**WHAT YOU ARE ASKED TO DO**
Exactly reproduce the line containing "Shelf-audit tagging: put a marker on the large" together with every line after it, through the end of the entries, and give nothing more.

--- BEGIN DATA FOR THIS TASK ---

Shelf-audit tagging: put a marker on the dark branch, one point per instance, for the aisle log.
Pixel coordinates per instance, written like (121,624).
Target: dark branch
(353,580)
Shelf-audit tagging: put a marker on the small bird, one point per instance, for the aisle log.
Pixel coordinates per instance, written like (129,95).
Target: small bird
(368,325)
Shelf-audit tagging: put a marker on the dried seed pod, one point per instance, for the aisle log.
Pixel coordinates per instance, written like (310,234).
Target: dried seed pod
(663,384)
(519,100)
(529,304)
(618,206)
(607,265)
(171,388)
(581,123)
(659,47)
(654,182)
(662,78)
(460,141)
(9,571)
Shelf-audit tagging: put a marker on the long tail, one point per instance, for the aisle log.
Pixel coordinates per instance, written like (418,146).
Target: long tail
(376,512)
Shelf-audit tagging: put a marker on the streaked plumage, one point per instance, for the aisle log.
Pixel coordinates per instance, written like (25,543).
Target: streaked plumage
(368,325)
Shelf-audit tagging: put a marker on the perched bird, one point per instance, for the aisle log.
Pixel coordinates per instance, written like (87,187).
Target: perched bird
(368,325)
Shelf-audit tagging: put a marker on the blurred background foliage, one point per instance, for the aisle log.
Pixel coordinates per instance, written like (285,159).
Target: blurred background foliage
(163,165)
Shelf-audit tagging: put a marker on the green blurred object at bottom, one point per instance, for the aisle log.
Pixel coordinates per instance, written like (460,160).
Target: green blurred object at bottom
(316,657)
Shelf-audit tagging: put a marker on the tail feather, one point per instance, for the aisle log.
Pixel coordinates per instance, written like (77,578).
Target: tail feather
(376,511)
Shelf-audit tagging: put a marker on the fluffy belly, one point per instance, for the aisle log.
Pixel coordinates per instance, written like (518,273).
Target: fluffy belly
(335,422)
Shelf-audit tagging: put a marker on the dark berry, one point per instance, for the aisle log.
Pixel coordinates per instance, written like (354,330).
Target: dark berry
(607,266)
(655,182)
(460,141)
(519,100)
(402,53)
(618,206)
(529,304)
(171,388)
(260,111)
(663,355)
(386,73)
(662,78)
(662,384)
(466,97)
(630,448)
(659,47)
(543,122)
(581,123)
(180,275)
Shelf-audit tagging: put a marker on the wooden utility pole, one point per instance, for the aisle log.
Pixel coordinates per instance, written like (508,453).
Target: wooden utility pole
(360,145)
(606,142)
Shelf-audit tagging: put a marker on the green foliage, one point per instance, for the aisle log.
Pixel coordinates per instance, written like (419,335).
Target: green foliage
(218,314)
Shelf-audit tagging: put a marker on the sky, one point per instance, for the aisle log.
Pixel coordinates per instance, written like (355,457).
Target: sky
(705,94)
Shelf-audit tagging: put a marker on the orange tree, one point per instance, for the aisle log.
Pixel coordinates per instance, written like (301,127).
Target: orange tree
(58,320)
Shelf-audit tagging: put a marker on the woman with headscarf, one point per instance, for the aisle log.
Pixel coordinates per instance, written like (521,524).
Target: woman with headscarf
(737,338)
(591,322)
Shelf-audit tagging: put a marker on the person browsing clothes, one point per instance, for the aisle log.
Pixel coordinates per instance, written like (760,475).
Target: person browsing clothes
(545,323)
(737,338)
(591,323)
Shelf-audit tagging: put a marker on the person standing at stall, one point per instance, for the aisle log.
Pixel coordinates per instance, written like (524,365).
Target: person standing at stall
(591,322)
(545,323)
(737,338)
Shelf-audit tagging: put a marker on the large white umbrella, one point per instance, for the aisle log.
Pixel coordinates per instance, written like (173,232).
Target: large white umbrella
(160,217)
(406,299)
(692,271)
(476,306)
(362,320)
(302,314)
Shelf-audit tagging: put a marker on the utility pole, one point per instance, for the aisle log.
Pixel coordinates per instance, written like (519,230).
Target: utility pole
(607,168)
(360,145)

--- END DATA FOR THIS TASK ---

**ANSWER FOR THIS EXERCISE**
Shelf-audit tagging: put a marker on the large white umbrella, one point per instance, for the aisle log.
Pixel coordinates per instance, written like (173,232).
Target: large white umbrella
(160,217)
(406,299)
(692,271)
(476,306)
(362,320)
(302,314)
Shelf-audit tagging: put a marker on the utility pole, one point per instance, for the aisle log.
Pixel coordinates per instance, written like (519,230).
Target: utility pole
(607,168)
(360,145)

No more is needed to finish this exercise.